* **Set problem 1**
Copy the rows word for word, from the line containing "Would you mind indicating the small" through the end of the rows.

* **Provided text**
※ ※ ※
6.26 VIP PROGRAM. After the Closing Date, the Xxxxxx Companies
shall participate in the most favorable VIP program available to Purchaser's
retailers.
ARTICLE VII. CONDITIONS PRECEDENT TO THE
OBLIGATIONS OF PURCHASER
The obligations of Purchaser under this Agreement are subject to the
fulfillment, at or prior to the Closing Date, of the following conditions:
7.1 REPRESENTATIONS AND WARRANTIES. The representations and
warranties of the Selling Shareholders set forth in this Agreement shall be
true and correct in all material respects on and as of the Closing Date with
the same force and effect as though all such representations and warranties had
been made on and as of such date.
7.2 THIRD PARTY APPROVALS. All third party consents, permits and
other approvals which are necessary to consummate the transaction contemplated
hereby and to enable Purchaser to operate the Business as such Business was
operated as of the date hereof, shall have been received.
※ ※ ※
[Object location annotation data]
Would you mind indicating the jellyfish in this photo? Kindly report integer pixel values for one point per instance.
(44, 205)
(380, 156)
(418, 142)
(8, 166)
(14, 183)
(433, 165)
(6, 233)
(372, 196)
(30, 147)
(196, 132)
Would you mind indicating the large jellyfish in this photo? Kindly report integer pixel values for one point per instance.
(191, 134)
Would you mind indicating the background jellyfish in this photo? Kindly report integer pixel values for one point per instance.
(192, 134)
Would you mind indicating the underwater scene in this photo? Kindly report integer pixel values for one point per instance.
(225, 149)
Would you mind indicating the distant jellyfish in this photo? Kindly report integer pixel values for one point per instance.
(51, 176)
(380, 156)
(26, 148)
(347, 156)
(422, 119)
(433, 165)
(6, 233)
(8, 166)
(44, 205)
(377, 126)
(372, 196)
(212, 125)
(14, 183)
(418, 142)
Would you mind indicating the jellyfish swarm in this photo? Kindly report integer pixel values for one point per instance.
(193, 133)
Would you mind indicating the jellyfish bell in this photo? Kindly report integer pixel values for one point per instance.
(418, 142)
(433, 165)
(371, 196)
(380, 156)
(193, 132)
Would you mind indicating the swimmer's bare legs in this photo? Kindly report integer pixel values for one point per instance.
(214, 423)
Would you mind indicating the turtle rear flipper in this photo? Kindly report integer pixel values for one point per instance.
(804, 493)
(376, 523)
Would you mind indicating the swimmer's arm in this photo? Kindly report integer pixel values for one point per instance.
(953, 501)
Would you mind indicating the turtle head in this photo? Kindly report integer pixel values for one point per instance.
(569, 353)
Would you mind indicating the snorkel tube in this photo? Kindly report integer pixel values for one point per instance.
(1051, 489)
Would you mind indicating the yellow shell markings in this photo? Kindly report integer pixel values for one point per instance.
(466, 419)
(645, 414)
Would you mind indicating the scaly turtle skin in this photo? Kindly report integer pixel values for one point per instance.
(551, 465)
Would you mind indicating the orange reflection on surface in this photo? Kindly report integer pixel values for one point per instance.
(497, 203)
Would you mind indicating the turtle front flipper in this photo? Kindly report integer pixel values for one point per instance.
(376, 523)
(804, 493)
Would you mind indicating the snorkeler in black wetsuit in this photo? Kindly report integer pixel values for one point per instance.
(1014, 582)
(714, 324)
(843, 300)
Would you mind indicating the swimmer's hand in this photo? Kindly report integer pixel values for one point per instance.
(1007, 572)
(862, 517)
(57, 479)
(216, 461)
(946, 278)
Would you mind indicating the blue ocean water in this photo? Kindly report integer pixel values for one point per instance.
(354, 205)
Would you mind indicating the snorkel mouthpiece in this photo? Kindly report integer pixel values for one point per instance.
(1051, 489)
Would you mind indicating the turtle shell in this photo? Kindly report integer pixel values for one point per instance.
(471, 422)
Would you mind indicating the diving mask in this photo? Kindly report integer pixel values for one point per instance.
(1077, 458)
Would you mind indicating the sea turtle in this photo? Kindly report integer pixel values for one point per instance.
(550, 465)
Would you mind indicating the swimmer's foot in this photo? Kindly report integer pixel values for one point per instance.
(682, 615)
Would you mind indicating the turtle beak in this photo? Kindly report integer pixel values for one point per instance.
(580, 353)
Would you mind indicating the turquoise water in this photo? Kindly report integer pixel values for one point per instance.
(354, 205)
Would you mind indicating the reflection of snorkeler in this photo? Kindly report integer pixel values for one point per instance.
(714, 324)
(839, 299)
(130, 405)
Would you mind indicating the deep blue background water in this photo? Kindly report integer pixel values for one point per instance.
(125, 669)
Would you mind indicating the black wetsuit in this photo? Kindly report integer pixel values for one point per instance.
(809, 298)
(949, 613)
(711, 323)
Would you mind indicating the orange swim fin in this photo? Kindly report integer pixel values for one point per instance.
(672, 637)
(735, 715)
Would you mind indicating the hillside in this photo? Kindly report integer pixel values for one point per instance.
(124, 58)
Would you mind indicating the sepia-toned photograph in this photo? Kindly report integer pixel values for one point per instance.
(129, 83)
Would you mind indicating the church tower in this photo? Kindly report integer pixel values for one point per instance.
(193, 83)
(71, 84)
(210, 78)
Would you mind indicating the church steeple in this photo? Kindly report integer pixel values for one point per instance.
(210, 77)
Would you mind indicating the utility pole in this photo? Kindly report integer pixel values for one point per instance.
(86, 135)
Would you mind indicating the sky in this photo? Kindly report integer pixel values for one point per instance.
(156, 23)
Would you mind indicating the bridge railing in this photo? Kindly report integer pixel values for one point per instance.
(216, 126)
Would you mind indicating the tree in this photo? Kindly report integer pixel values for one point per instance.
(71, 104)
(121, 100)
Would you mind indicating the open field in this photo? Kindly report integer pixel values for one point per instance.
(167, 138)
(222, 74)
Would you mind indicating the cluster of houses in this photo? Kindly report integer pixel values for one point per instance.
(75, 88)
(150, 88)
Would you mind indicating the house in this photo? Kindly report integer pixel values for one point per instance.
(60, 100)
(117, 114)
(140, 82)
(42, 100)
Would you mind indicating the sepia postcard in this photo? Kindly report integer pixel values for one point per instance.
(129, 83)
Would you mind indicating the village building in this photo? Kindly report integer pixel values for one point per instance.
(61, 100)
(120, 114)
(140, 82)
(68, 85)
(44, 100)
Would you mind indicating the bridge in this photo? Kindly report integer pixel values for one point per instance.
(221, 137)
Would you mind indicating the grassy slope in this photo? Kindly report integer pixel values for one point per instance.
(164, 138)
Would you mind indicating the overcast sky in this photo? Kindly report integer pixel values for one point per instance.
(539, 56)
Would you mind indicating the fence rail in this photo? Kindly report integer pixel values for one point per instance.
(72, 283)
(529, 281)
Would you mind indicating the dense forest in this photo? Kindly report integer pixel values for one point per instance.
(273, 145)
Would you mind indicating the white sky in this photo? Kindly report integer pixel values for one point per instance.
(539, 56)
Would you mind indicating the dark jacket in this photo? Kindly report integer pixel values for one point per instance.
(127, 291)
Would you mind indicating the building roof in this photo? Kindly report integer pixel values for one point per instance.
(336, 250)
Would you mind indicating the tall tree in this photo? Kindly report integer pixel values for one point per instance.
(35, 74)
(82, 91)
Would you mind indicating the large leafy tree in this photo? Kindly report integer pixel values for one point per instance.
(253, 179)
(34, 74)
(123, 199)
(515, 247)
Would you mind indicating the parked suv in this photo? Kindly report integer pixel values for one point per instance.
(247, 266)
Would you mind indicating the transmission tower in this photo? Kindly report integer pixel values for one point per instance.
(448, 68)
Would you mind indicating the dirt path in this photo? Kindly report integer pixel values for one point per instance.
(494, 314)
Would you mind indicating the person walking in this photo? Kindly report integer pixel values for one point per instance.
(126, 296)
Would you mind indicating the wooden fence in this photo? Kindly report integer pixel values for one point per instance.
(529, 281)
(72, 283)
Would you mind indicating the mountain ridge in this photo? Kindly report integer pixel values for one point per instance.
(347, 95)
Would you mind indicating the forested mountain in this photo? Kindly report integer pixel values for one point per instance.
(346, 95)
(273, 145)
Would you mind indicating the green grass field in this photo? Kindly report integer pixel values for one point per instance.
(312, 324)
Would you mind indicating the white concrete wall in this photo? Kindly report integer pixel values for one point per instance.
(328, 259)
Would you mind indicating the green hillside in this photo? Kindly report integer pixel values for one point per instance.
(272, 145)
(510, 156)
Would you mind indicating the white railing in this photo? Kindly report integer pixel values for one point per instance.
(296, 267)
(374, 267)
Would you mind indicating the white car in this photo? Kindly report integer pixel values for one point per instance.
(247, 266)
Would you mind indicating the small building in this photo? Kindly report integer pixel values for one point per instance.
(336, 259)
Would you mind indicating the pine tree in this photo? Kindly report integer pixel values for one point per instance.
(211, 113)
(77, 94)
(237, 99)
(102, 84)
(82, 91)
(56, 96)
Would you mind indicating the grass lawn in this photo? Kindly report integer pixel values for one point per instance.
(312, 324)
※ ※ ※
* **Set problem 2**
Quote the contract excerpt in full, word for word.

* **Written reply 1**
Would you mind indicating the small building in this photo? Kindly report integer pixel values for one point per instance.
(336, 259)
Would you mind indicating the pine tree in this photo? Kindly report integer pixel values for one point per instance.
(211, 113)
(77, 94)
(237, 99)
(102, 84)
(82, 91)
(56, 96)
Would you mind indicating the grass lawn in this photo? Kindly report integer pixel values for one point per instance.
(312, 324)

* **Written reply 2**
6.26 VIP PROGRAM. After the Closing Date, the Xxxxxx Companies
shall participate in the most favorable VIP program available to Purchaser's
retailers.
ARTICLE VII. CONDITIONS PRECEDENT TO THE
OBLIGATIONS OF PURCHASER
The obligations of Purchaser under this Agreement are subject to the
fulfillment, at or prior to the Closing Date, of the following conditions:
7.1 REPRESENTATIONS AND WARRANTIES. The representations and
warranties of the Selling Shareholders set forth in this Agreement shall be
true and correct in all material respects on and as of the Closing Date with
the same force and effect as though all such representations and warranties had
been made on and as of such date.
7.2 THIRD PARTY APPROVALS. All third party consents, permits and
other approvals which are necessary to consummate the transaction contemplated
hereby and to enable Purchaser to operate the Business as such Business was
operated as of the date hereof, shall have been received.